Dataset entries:
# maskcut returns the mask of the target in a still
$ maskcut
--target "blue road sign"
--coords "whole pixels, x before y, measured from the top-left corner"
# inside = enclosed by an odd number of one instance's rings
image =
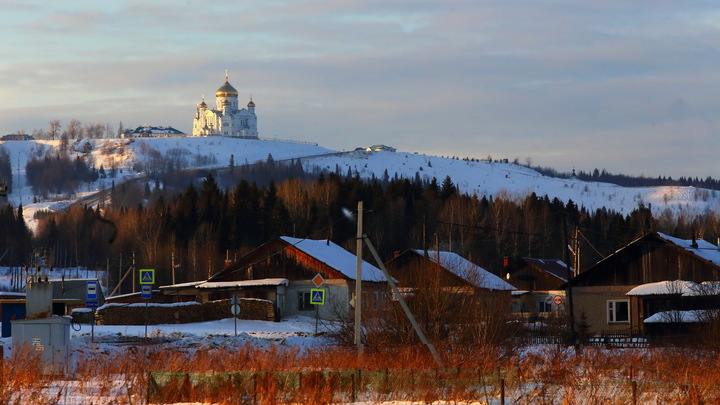
[[[141,269],[140,284],[155,284],[155,269]]]
[[[85,308],[97,308],[98,306],[97,301],[85,301]]]
[[[311,289],[310,303],[314,305],[325,305],[325,290],[321,288]]]
[[[88,301],[96,301],[98,299],[97,289],[98,289],[97,281],[88,281],[87,282],[87,297],[85,299]]]
[[[140,294],[140,297],[144,300],[152,298],[152,286],[150,284],[144,284],[142,286],[142,293]]]

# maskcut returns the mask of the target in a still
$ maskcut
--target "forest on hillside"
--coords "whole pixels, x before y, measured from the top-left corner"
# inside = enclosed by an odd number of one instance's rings
[[[572,262],[567,246],[575,237],[586,269],[652,230],[685,239],[693,232],[709,241],[720,236],[714,212],[689,218],[668,210],[653,218],[642,205],[625,216],[588,212],[535,194],[462,195],[450,177],[366,181],[352,173],[307,173],[298,162],[280,164],[270,156],[215,172],[165,173],[108,192],[112,203],[103,206],[38,213],[34,237],[17,215],[22,207],[0,211],[0,221],[12,224],[0,229],[11,252],[0,265],[108,268],[112,286],[134,257],[137,268],[156,269],[161,285],[204,280],[226,257],[282,235],[330,239],[354,251],[356,223],[344,212],[354,212],[358,201],[366,210],[364,231],[384,259],[405,249],[439,248],[496,274],[504,257]]]

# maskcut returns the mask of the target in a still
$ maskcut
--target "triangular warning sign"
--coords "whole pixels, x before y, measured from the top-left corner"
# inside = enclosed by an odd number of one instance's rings
[[[146,283],[152,283],[152,273],[150,273],[149,271],[143,272],[142,281]]]
[[[322,300],[323,300],[322,291],[313,291],[312,301],[313,302],[322,302]]]

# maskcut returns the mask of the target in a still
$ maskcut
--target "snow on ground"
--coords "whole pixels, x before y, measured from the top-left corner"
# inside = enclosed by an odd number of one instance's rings
[[[543,176],[535,170],[513,163],[449,159],[403,152],[353,151],[342,155],[328,155],[303,159],[304,167],[335,171],[345,175],[350,171],[363,178],[390,178],[395,173],[413,179],[437,179],[442,184],[450,176],[462,193],[469,195],[522,199],[532,192],[538,196],[557,197],[563,202],[572,200],[578,206],[595,211],[607,208],[627,215],[638,207],[652,205],[654,215],[665,209],[673,213],[685,210],[700,213],[705,209],[720,210],[716,192],[696,187],[620,187],[610,183],[587,182]]]
[[[229,312],[229,311],[228,311]],[[322,331],[322,325],[318,325]],[[250,321],[227,318],[219,321],[187,324],[96,325],[73,324],[70,330],[71,355],[112,351],[122,345],[151,338],[165,347],[194,350],[200,347],[237,347],[245,344],[264,347],[318,346],[332,342],[315,334],[315,319],[306,316],[287,317],[280,322]],[[12,355],[12,338],[0,338],[5,357]]]
[[[89,142],[91,152],[80,152]],[[25,220],[34,229],[32,218],[38,210],[62,210],[83,195],[109,188],[113,181],[140,177],[137,162],[148,161],[158,155],[181,156],[189,167],[227,167],[231,156],[235,165],[273,160],[302,158],[306,170],[348,170],[362,178],[409,178],[442,183],[446,176],[461,192],[469,195],[522,199],[532,192],[538,196],[557,197],[563,202],[572,200],[588,210],[607,208],[627,215],[639,204],[651,205],[654,215],[664,211],[695,215],[705,211],[720,211],[720,197],[715,191],[696,187],[620,187],[610,183],[585,182],[577,179],[558,179],[513,163],[479,160],[459,160],[406,152],[340,152],[302,142],[277,140],[249,140],[226,137],[175,137],[138,139],[83,140],[74,145],[77,155],[91,156],[95,167],[108,171],[117,168],[116,178],[100,179],[84,185],[77,195],[58,196],[52,202],[37,202],[37,196],[25,181],[25,165],[33,157],[41,157],[55,148],[60,141],[5,141],[0,146],[10,154],[13,165],[13,193],[8,200],[15,206],[23,205]],[[142,165],[139,165],[142,166]]]

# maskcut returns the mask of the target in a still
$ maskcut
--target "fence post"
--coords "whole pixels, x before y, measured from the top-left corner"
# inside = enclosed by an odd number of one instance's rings
[[[257,391],[258,391],[258,390],[257,390],[257,373],[258,373],[258,372],[253,373],[253,376],[252,376],[253,404],[254,404],[254,405],[257,405],[257,403],[258,403],[258,402],[257,402]]]
[[[637,405],[637,381],[631,381],[630,384],[632,386],[632,403],[633,405]]]
[[[505,405],[505,378],[500,379],[500,405]]]
[[[5,346],[0,345],[0,399],[5,399]]]
[[[356,397],[355,397],[355,385],[356,385],[355,379],[356,378],[357,378],[357,372],[353,373],[352,380],[350,380],[350,390],[351,390],[350,399],[352,400],[352,402],[356,402]]]

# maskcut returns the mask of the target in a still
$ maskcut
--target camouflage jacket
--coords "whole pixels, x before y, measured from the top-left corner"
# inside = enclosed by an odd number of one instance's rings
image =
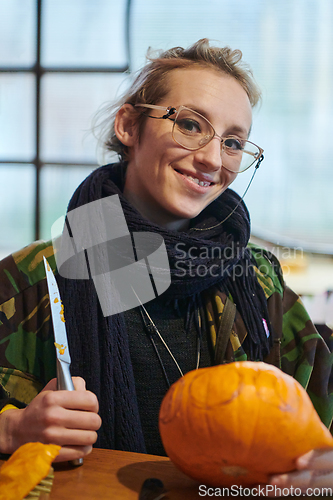
[[[322,421],[333,416],[332,356],[311,322],[300,298],[285,286],[278,262],[251,245],[257,279],[267,298],[274,347],[266,362],[280,367],[307,390]],[[56,272],[51,242],[37,241],[0,262],[0,409],[12,402],[22,407],[56,376],[55,347],[43,255]],[[205,314],[212,342],[223,323],[226,297],[206,299]],[[329,332],[331,334],[331,332]],[[246,329],[236,312],[223,361],[247,359],[242,343]]]

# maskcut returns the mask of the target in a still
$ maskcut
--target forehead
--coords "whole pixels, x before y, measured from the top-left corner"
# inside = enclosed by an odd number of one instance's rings
[[[210,120],[224,117],[250,129],[252,107],[245,89],[232,76],[211,68],[175,69],[168,75],[167,106],[195,107]]]

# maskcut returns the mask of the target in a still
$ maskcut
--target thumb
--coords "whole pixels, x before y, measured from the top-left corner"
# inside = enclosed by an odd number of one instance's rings
[[[76,391],[86,390],[86,381],[82,377],[72,377],[72,380]]]
[[[72,377],[72,380],[76,391],[86,390],[86,382],[82,377]],[[56,390],[57,390],[57,379],[53,378],[46,384],[46,386],[42,389],[41,392],[56,391]]]
[[[41,392],[56,391],[56,390],[57,390],[57,379],[53,378],[46,384],[46,386],[41,390]]]

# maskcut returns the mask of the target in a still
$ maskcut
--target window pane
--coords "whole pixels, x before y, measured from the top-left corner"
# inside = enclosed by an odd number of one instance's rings
[[[98,108],[115,99],[121,74],[48,74],[42,82],[41,154],[48,163],[96,162],[91,133]]]
[[[245,200],[253,233],[333,253],[333,2],[132,0],[131,20],[134,69],[149,46],[207,37],[242,50],[263,90],[251,139],[265,161]],[[240,194],[246,175],[233,185]]]
[[[92,168],[45,165],[41,171],[41,237],[51,238],[52,224],[66,214],[67,205],[78,185]]]
[[[42,64],[124,67],[125,11],[126,0],[44,0]]]
[[[31,161],[34,157],[34,77],[0,74],[0,159]]]
[[[34,240],[35,169],[0,165],[0,258]]]
[[[34,64],[36,11],[36,0],[0,0],[0,65]]]

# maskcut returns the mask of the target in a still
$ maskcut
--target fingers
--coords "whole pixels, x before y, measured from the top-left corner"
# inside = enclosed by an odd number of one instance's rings
[[[97,440],[97,430],[102,423],[97,413],[61,406],[50,406],[38,413],[35,408],[29,407],[12,411],[20,414],[14,449],[29,441],[53,443],[61,447],[91,447]]]
[[[272,476],[270,484],[279,488],[307,488],[311,484],[311,471],[296,471]]]
[[[82,378],[76,377],[73,382],[77,390],[57,391],[53,379],[26,408],[4,412],[0,450],[13,453],[26,442],[40,441],[65,448],[57,461],[75,460],[89,453],[102,423],[98,400],[85,390]]]
[[[41,393],[42,394],[42,393]],[[38,396],[37,396],[38,397]],[[90,391],[48,391],[43,393],[43,407],[61,406],[70,410],[98,412],[98,399]]]
[[[333,470],[304,470],[273,476],[270,484],[289,491],[299,489],[303,494],[310,494],[316,488],[333,490]]]
[[[63,446],[54,462],[65,462],[84,458],[92,452],[92,446]]]
[[[97,431],[101,426],[101,417],[91,411],[69,410],[61,406],[52,406],[41,415],[39,422],[44,428],[61,427]]]
[[[53,443],[58,446],[92,446],[96,443],[97,432],[78,430],[78,429],[61,429],[59,427],[50,427],[46,429],[40,436],[40,441],[47,444]]]
[[[8,432],[3,446],[11,453],[29,441],[92,446],[102,423],[97,412],[98,400],[92,392],[45,390],[26,408],[8,410]]]
[[[278,488],[299,488],[307,495],[315,488],[333,490],[333,450],[325,448],[311,450],[296,461],[299,470],[272,476],[270,484]]]
[[[297,469],[325,470],[333,469],[333,449],[311,450],[296,461]]]

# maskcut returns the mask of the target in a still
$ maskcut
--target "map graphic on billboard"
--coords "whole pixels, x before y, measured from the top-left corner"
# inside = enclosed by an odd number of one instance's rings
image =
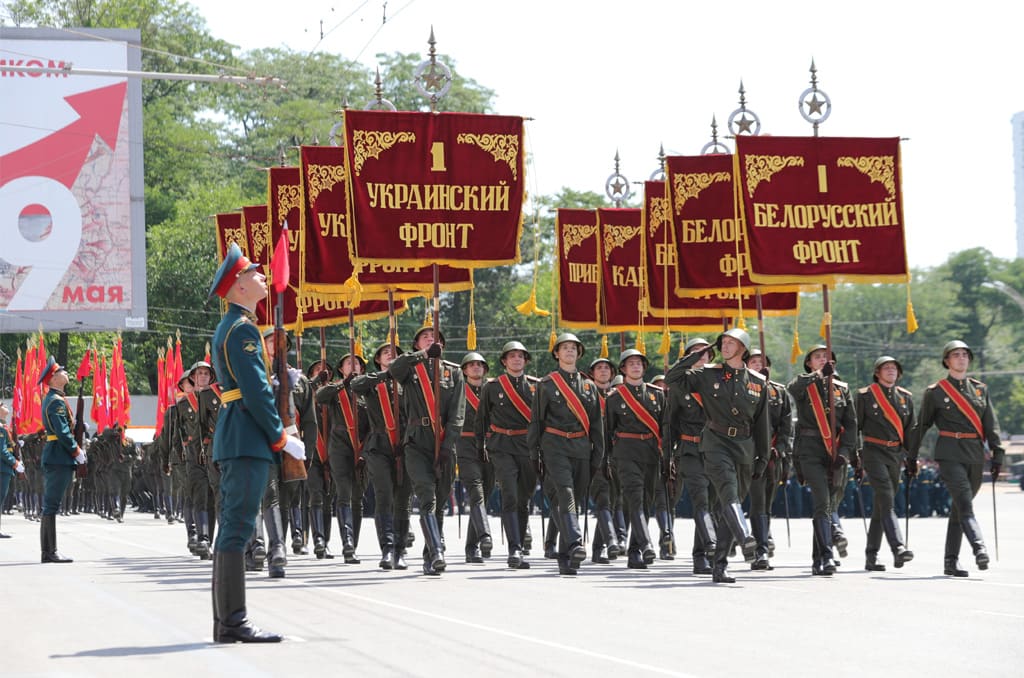
[[[146,326],[139,36],[90,33],[0,28],[2,332]]]

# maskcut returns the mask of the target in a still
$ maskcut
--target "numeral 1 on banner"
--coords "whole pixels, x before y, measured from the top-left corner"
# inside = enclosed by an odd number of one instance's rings
[[[448,168],[444,166],[444,142],[435,141],[430,146],[430,157],[433,160],[433,164],[430,166],[431,172],[447,172]]]

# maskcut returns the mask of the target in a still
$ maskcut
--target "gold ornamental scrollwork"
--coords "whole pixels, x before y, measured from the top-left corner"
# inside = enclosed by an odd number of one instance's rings
[[[604,227],[604,258],[611,258],[612,250],[622,247],[627,242],[640,235],[639,226],[613,226]]]
[[[672,189],[675,196],[676,214],[683,211],[683,205],[691,198],[700,196],[701,191],[719,181],[732,181],[730,172],[693,172],[672,176]]]
[[[836,158],[836,166],[852,167],[866,174],[871,181],[885,186],[885,190],[889,192],[886,202],[896,199],[896,159],[891,155],[843,156]]]
[[[746,157],[747,193],[751,198],[762,181],[771,181],[772,177],[787,167],[803,167],[804,159],[799,155],[748,155]]]
[[[253,261],[265,261],[266,254],[270,252],[270,222],[254,221],[249,224],[249,233],[252,235],[252,257]]]
[[[562,224],[562,255],[597,233],[597,224]]]
[[[345,167],[342,165],[310,165],[306,170],[309,202],[316,202],[321,191],[329,191],[343,181],[345,181]]]
[[[231,243],[235,243],[236,245],[238,245],[238,249],[242,250],[242,254],[244,254],[247,259],[251,258],[251,257],[249,257],[249,243],[248,243],[247,238],[245,237],[245,228],[244,227],[243,228],[225,228],[224,229],[224,239],[227,241],[227,242],[224,243],[225,245],[230,245]]]
[[[519,158],[519,135],[518,134],[472,134],[463,132],[455,137],[460,144],[473,144],[479,146],[483,151],[490,153],[494,162],[504,162],[512,172],[512,179],[516,179],[516,160]]]
[[[369,158],[378,159],[380,154],[395,144],[408,144],[416,141],[414,132],[378,132],[368,129],[357,129],[352,132],[352,154],[356,167],[356,175],[363,171],[363,163]]]
[[[651,210],[648,214],[650,223],[647,224],[651,238],[662,226],[672,223],[672,216],[669,213],[668,198],[651,198]]]
[[[299,209],[301,206],[302,201],[299,198],[298,186],[277,187],[278,216],[284,216],[291,212],[293,209]],[[298,228],[298,224],[293,224],[292,228]]]

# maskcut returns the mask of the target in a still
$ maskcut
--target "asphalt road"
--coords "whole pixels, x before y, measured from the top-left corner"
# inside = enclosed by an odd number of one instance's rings
[[[249,575],[250,617],[287,635],[269,646],[210,642],[210,564],[185,550],[181,525],[58,517],[60,550],[75,562],[41,565],[38,523],[5,515],[0,675],[1019,675],[1024,492],[1001,487],[998,503],[999,560],[986,486],[976,511],[993,562],[979,572],[965,543],[966,579],[942,575],[940,518],[912,519],[915,560],[895,570],[886,552],[881,573],[862,569],[861,523],[847,520],[839,574],[812,577],[804,519],[791,525],[792,548],[773,522],[775,569],[735,559],[733,585],[690,574],[684,520],[675,561],[647,571],[587,561],[564,578],[536,547],[532,569],[507,570],[497,519],[494,557],[464,564],[449,519],[448,571],[435,578],[418,574],[419,534],[407,572],[377,569],[368,519],[361,565],[292,556],[286,579]]]

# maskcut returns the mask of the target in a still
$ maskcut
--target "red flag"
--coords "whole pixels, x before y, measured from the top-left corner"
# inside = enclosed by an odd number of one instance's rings
[[[17,430],[21,422],[22,409],[25,407],[25,396],[22,389],[25,387],[25,376],[21,368],[21,349],[18,349],[18,362],[14,368],[14,392],[11,393],[11,428]]]
[[[274,247],[274,256],[270,260],[270,273],[274,277],[274,292],[282,294],[288,289],[288,277],[291,275],[291,267],[288,263],[287,220],[281,228],[281,237],[277,239],[277,245]]]
[[[79,381],[92,374],[91,356],[92,352],[89,349],[86,349],[85,354],[82,356],[82,362],[78,365],[78,372],[75,374],[75,378]]]
[[[173,357],[171,358],[173,360]],[[158,353],[156,358],[156,435],[164,427],[164,412],[167,411],[167,375],[164,374],[164,356]]]
[[[96,422],[96,433],[103,433],[110,422],[107,409],[107,356],[96,361],[96,377],[92,380],[92,420]]]

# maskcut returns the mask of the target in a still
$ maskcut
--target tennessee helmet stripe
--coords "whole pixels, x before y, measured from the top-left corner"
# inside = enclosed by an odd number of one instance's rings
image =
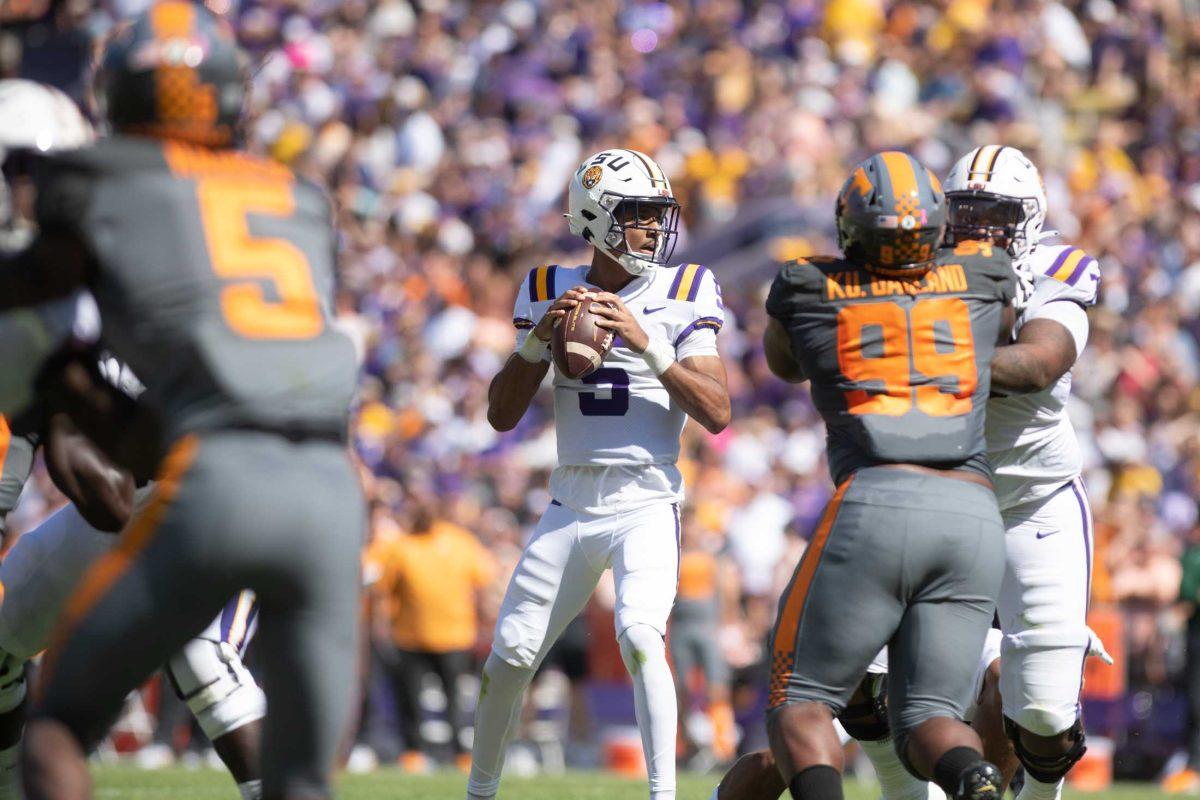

» **PROBLEM**
Your answer should consist of each line above in which "road" appears.

» **EXPECTED OUTPUT**
--target "blue road sign"
--target "asphalt road"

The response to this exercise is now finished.